Passage.
########
There is also the incident of the portrait, which Starr and Farmer so thoroughly downplay:
On the wall beneath his heroes, I saw the portrait of a woman still young, and two little children. Captain Nemo looked at them for some moments, stretched his arms towards them, and kneeling down burst into deep sobs. [p. 347]
Starr seems amused by the fact that Aronnax "inexplicably failed to see" the portrait during most of his stay. Farmer's Fogg claims that Nemo only hung it up once a year, celebrating some unknown anniversary.
Yet Aronnax has had such a lapse before; on p. 236 of Twenty he peeks into Nemo's "monkish" bedroom and sees "something I had not noticed on my earlier visit -- some etchings hanging on the wall." (The persons portrayed here are worth mentioning: George Washington, Abraham Lincoln, "O'Connell, the defender of Ireland," and John Brown, "that martyr to the emancipation of the black race," among others. Starr calls this whole section of the Nautilus Nemo's "private suite, into which the crew never intruded" [Other, p. 184], so these portraits are for the captain's viewing alone. Can you envision Professor Moriarty studying men such as these?) (6)
"Why didn't Aronnax see the portrait of the woman and children earlier?" asks Walter James Miller. "Because at that time he was engaged in identifying pictures of people he could recognize. . . and it was perfectly in character for Aronnax to notice only the men." [Twenty, p. 347]
Phileas Fogg finds it odd that Nemo should even have a family, as "he regards all others, man or woman, as mental pygmies." [Other, p. 129] Starr suggests that the woman and the two children might be "his mother and her two wee bairns, James Moriarty and James Moriarty." [p. 190] It is a well known fact, however, that there were three Moriarty brothers. (7) As for Nemo/Moriarty's anguished cries of "Great God! Enough! Enough!", these were merely due to a bad headache.
The argument over whom the portrait represents becomes a minor quibble in another context. Just before he attacks the mysterious warship in Part Two, Chapter Twenty-One, Nemo cries out that "I have lost all that I loved, cherished, and venerated -- country, wife, children, father, and mother. I saw all perish!" [p. 345] So we are not merely suggesting or assuming Nemo had a wife and children who were killed. The mere existence of the portrait suggests that this was not just a speech given for Aronnax's benefit.
########
Dataset content.
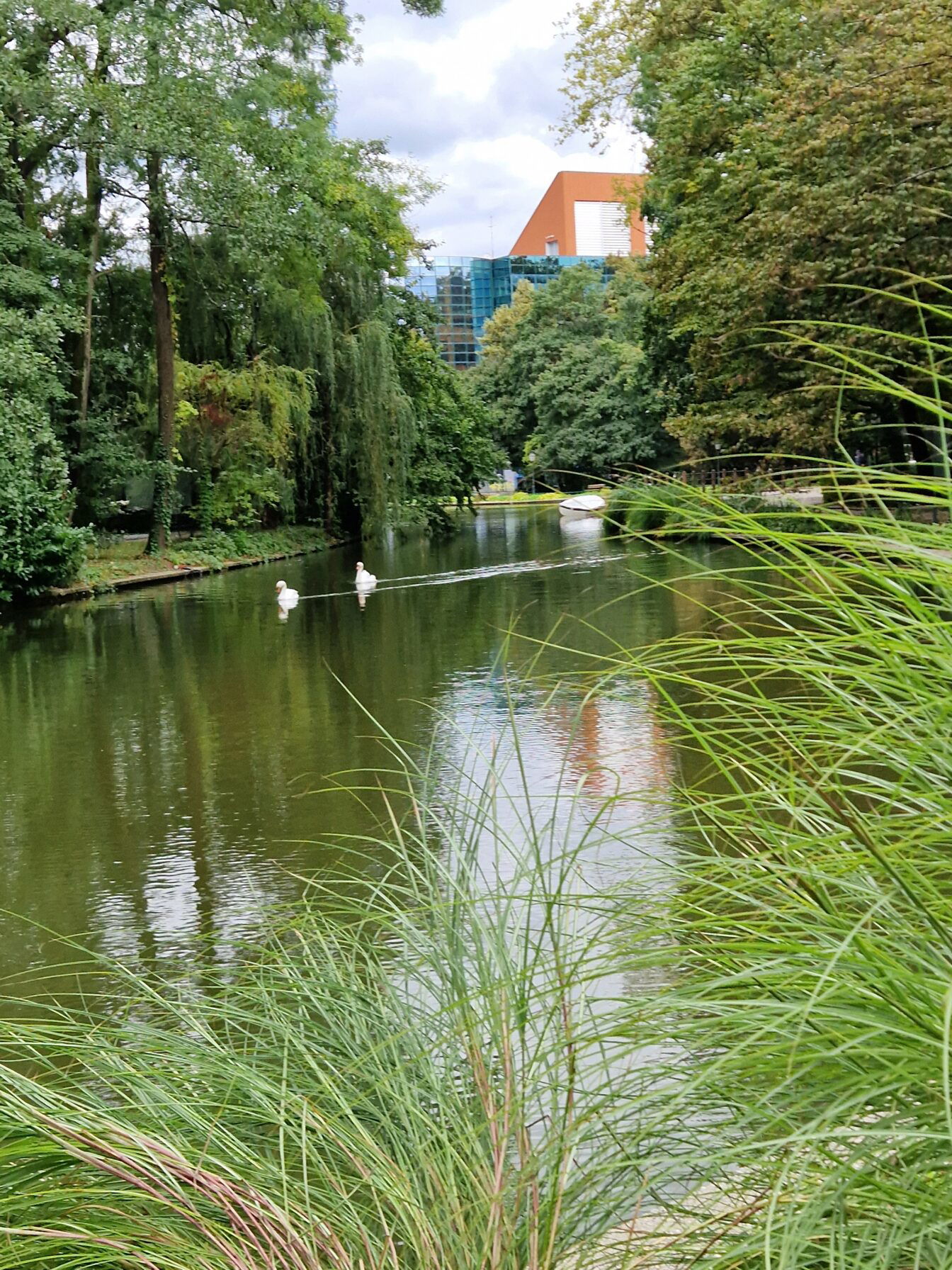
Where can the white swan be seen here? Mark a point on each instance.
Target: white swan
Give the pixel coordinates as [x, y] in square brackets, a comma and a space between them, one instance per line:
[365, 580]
########
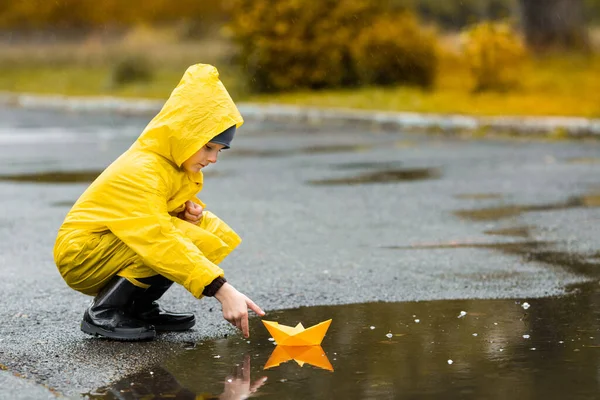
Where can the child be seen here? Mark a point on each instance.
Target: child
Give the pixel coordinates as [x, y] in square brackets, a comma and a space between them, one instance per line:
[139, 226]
########
Problem requirements. According to the passage on Captain Nemo's portrait, how often does Farmer's Fogg claim Nemo hung the portrait up?

Task result. Only once a year, to celebrate some unknown anniversary.